__EXCERPT TO READ__:
From the Alerts page in InfluxDB, click on the + Threshold Check button:

InfluxDB alerts page with arrow pointing to + Threshold Check button

Specify a name for your new check. In the From column, select the bucket that contains Insights data (in our example, the bucket is named insights). In the next Filter column, select algorithmia as the measurement name:

Add aggregate function in InfluxDB check creation modal

In the next Filter column, select the metric that you want to display from the list of metrics that appear. For example, we’ll choose the custom risk_score metric that we defined in a model (or you could choose the default operational metric named duration_milliseconds). Click on the Submit button to see a preview of your query in the visualization:

Add field in InfluxDB check creation modal

Click on the Configure Check tab near the top of the screen. In the Thresholds column, click on the + CRIT button, then define a value for the critical threshold (in this example, we’ll set the threshold to 0.70):

Setting threshold in InfluxDB check creation modal

On the top right side of the screen, click on the green checkmark to save the alert and return to the alerts/checks view:

InfluxDB Alerts UI showing configured checks

If your metrics from Insights exceed the specified threshold value, then an alert will be triggered when the check runs:

InfluxDB Check Statuses page showing threshold exceeded

Depending on your use case, you can then configure notification triggers for email, Slack, PagerDuty, or other notification systems, and your suggested actions might include retraining and publishing a new version of a model, rolling back to an older version of a model, or other actions to mitigate model risk.

__ACTIVITIES__:
(a) Transcribe the portion of the InfluxDB excerpt above starting with "Setting threshold in" and going on through "mitigate model risk.".
(b) In the InfluxDB excerpt above, what value does the example set for the critical threshold?
(c) Mark each statement yes or no according to the InfluxDB excerpt above, quoting the words that decide it. (i) In the example, the bucket that contains Insights data is named insights. (ii) The critical threshold is defined after clicking a + WARN button. (iii) The green checkmark that saves the alert is on the top left side of the screen.

__AVAILABLE DATA__:
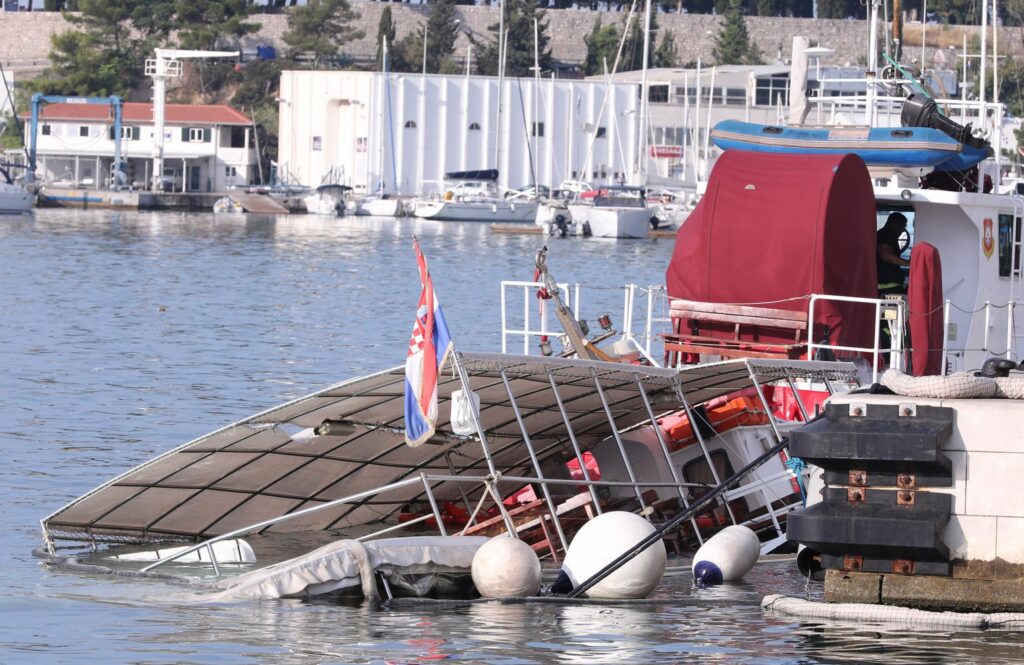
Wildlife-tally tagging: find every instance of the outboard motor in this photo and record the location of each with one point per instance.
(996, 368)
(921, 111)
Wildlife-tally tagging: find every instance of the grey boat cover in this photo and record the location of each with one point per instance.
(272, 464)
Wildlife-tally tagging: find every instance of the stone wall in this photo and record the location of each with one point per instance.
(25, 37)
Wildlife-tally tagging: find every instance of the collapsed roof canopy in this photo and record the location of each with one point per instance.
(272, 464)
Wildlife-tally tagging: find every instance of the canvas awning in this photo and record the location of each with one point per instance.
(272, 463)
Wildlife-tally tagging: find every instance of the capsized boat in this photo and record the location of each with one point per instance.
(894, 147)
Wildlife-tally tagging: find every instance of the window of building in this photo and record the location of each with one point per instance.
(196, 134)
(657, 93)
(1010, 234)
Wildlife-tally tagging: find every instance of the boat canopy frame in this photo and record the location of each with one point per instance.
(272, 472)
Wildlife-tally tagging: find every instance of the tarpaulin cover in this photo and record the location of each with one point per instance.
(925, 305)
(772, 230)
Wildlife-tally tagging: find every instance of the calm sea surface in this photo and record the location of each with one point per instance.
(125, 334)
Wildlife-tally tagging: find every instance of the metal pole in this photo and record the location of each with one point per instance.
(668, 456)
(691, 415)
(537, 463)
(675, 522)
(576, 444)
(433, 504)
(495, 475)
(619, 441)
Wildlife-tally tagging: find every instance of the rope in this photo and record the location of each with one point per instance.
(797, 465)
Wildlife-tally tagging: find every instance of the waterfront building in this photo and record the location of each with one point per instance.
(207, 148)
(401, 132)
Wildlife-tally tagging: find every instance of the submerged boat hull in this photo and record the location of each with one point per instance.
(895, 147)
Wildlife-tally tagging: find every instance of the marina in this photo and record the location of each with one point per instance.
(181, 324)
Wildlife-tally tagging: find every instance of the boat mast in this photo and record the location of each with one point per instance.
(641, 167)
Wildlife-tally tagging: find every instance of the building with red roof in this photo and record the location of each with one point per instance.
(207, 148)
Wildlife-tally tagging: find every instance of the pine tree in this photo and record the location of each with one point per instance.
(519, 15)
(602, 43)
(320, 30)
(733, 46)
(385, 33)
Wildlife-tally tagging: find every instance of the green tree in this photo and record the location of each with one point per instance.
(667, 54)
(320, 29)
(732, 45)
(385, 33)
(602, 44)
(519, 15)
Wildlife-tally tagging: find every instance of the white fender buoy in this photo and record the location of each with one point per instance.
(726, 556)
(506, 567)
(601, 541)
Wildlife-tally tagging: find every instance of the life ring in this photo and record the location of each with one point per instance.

__RESPONSES IN ORDER__:
(a)
Setting threshold in InfluxDB check creation modal

On the top right side of the screen, click on the green checkmark to save the alert and return to the alerts/checks view:

InfluxDB Alerts UI showing configured checks

If your metrics from Insights exceed the specified threshold value, then an alert will be triggered when the check runs:

InfluxDB Check Statuses page showing threshold exceeded

Depending on your use case, you can then configure notification triggers for email, Slack, PagerDuty, or other notification systems, and your suggested actions might include retraining and publishing a new version of a model, rolling back to an older version of a model, or other actions to mitigate model risk.

(b) 0.70

(c)
(i) Yes: "in our example, the bucket is named insights"
(ii) No: "click on the + CRIT button"
(iii) No: "On the top right side of the screen, click on the green checkmark"